-- Dataset entries follows --
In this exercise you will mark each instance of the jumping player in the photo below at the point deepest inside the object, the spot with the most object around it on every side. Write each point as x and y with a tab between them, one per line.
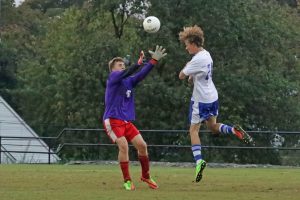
204	102
120	112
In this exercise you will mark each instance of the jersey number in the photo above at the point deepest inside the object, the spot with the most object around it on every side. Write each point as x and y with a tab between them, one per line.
209	73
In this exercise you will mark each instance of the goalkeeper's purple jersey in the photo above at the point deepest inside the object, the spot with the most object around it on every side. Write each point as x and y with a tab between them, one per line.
119	94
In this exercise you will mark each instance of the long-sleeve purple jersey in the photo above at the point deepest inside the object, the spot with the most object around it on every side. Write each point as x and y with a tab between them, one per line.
119	94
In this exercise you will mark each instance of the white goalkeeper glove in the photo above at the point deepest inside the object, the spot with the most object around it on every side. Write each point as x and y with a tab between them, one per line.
159	53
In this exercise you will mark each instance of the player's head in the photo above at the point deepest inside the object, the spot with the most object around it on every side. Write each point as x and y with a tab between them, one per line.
116	64
193	38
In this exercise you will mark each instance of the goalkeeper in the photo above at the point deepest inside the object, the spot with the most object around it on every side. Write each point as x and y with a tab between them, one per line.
120	112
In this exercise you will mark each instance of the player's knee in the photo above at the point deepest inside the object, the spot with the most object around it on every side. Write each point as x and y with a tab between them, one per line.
143	145
123	147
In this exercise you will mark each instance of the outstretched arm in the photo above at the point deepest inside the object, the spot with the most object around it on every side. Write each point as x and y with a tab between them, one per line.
156	56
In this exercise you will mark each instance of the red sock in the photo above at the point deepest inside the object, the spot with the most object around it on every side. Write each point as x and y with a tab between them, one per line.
125	170
145	166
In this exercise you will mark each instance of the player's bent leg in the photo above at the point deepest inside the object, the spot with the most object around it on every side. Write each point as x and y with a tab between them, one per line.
199	170
141	146
139	143
123	149
243	135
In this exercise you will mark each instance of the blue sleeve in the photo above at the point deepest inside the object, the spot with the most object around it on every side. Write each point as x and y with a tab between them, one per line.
139	76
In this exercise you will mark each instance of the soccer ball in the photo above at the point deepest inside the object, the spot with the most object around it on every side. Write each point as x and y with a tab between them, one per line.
151	24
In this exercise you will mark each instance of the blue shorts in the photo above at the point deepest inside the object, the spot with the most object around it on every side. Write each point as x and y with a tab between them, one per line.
200	112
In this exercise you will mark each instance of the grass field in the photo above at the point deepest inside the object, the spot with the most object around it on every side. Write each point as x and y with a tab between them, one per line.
91	182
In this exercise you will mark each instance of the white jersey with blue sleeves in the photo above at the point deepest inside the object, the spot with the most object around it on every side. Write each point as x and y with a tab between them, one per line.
200	68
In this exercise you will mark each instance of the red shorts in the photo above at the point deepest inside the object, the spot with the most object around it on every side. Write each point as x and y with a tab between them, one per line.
116	128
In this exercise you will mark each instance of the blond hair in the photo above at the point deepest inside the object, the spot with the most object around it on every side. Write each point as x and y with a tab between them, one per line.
192	34
112	62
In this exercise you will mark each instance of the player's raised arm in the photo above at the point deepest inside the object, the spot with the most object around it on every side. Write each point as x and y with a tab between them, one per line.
158	54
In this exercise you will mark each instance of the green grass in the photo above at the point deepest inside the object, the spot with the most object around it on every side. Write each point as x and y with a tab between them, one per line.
91	182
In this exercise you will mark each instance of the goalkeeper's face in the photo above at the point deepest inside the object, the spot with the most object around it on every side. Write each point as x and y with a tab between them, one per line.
119	66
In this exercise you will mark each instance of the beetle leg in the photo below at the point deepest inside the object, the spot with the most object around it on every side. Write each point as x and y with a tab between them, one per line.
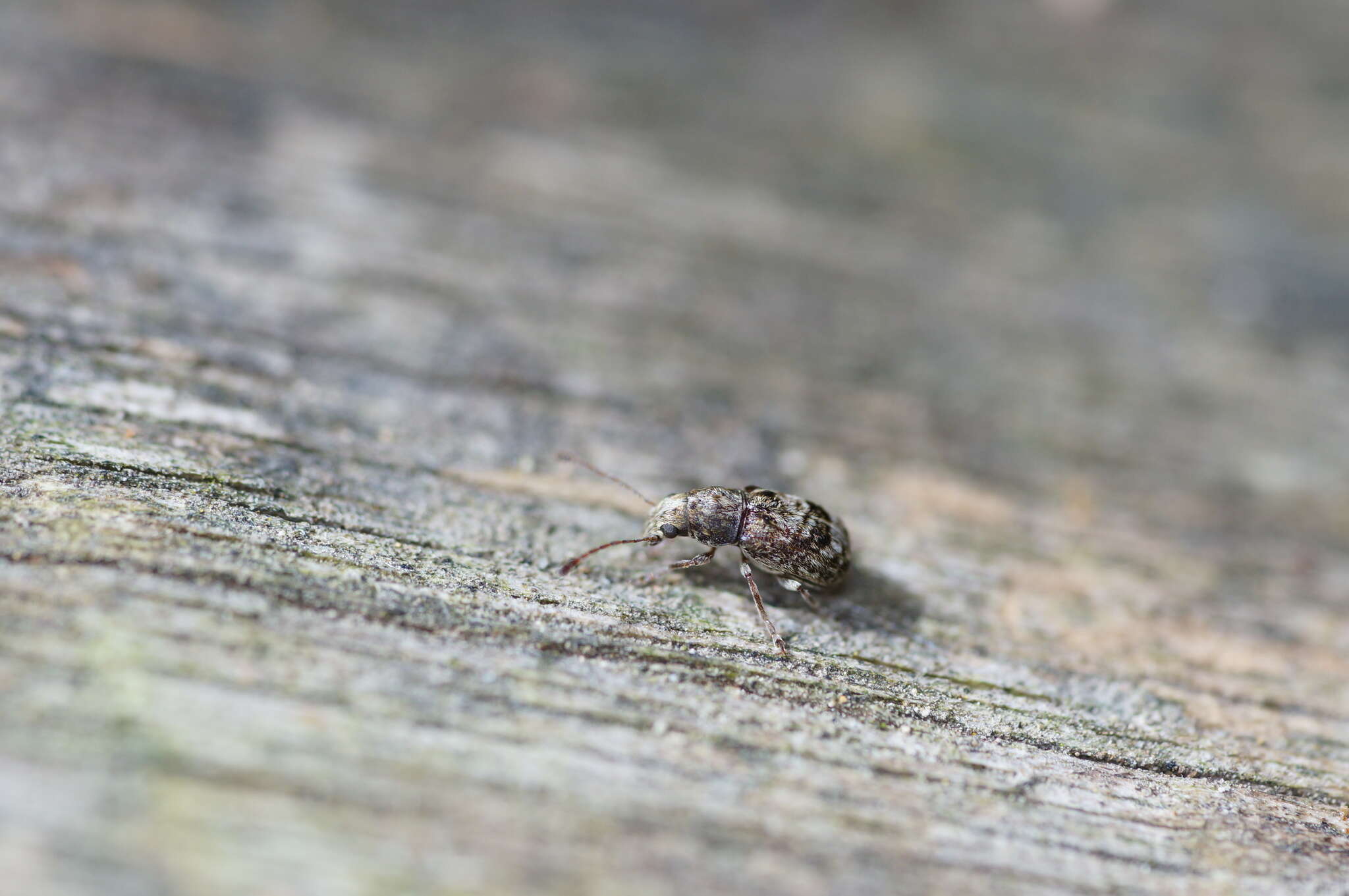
792	585
679	565
694	561
759	604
-- Dataset entries concluded --
### [Your assignment]
When you write out the material, keep every line exact and leave out each picture.

### [Answer]
In this exercise you will mark each instance of the jumping player in the photo below at the point deepest inside the object, the spot with the most object around it on every side. Write each point as x and y with a tab between them, one per line.
204	102
120	112
In this exercise you will mark each instance of the jersey number in the photo above at the point deepest inside the object, the spot with the most object around it on every side. Write each point as x and y with a tab between them, one per line.
209	73
In this exercise you will mark each instance of the goalkeeper's purple jersey in the photo above at the point deepest inside the object, the spot with the most object around it on every side. Write each point as x and y with a tab between them, one per line.
119	94
In this exercise you will mark each instance of the long-sleeve purple jersey in the photo above at the point deepest inside the object, the spot with the most object around it on every side. Write each point as x and y with a tab between them, one per line.
119	94
In this exercise you will mark each instance of the white goalkeeper glove in the photo above at the point deepest inside the object, the spot with the most object around it on every side. Write each point as x and y with a tab between them, one per line.
159	53
In this exercise you will mark each instance of the player's head in the photo above at the point deepest inside the object, the spot with the most object around it on every side. Write each point as x and y with a tab between them, one per line.
116	64
193	38
In this exercise you will mark each instance of the goalkeeper in the photo above at the point deepest inside the object, the spot with the most object around it on every side. Write each point as x and y with a tab between them, one per line.
120	112
In this exercise you will mark each instance of the player's knee in the photo above at the point deepest inside the object, the spot with the most object around it on every side. Write each point as x and y with a tab between them, one per line.
143	145
123	147
In this exercise you will mark each instance of the outstretched arm in the photo above at the point deepest inside the object, the spot with the most object around it on every side. Write each point as x and y with a tab between them, one per line.
156	56
In this exercise you will mark each instance of the red sock in the photo above at the point deepest inside the object, the spot with the most object around it on every side. Write each point as x and y with a tab between them, one per line.
125	170
145	166
In this exercise you will mark each instance of the player's bent leg in the photo above at the point deepest inside the object, the spot with the most object around it on every side. Write each point as x and y with a tab between them, one per line.
199	170
141	146
139	143
123	149
243	135
In this exercise you will mark each instance of the blue sleeve in the photo above at the point deepest inside the object, the spot with the most object around it on every side. Write each point as x and y with a tab between them, one per line.
139	76
In this exercise you will mark each instance of the soccer ball in the photo above at the point deepest inside the object, the spot with the most object around it on every side. Write each point as x and y with a tab between them, one per line.
151	24
In this exercise you will mark each instance of the blue shorts in the photo above at the point deepest inside the object, the spot with the most object around it on every side. Write each point as x and y with a tab between them, one per line.
200	112
In this exercise you will mark each instance of the grass field in the photo above at the point deepest inside the object, the spot with the most object around it on every side. Write each point as x and y with a tab between them, one per line.
91	182
In this exercise you will mark each instance of the white jersey with blue sleeves in the photo above at the point deepest inside the object, the spot with the most object around it on every side. Write each point as x and y with a tab between them, one per line.
200	68
In this exercise you will mark each instance of the red shorts in the photo above at the point deepest inside the object, the spot with the most object around it on every side. Write each point as x and y with a tab between them, one per line.
116	128
In this exercise you will mark each instance of the blond hair in the photo above at the point deepest inside the object, the spot with the most object around it on every side. Write each point as x and y with a tab between them, one per line.
192	34
112	62
In this exercise you will mark each instance of the player's raised arm in the photo above at the point deepest inside the object, the spot with the most object around it on every side. Write each point as x and y with a tab between them, one per line.
158	54
In this exercise you will mark each instance of the green grass in the photo above at the point deepest inside the object, the spot with the most object around it on every side. Write each point as x and y with a tab between them, one per line.
91	182
In this exercise you will mark each instance of the goalkeeper's face in the photo above at the point deepest inside the object, the spot with the most object around it on every side. Write each point as x and y with a tab between them, one per line.
119	66
In this exercise you will mark each instance of the beetle leg in the photo below at the point deepest inside the object, the spot with the most object around it on every side. Write each point as x and y with a tab between them, one per line.
792	585
679	565
694	561
759	604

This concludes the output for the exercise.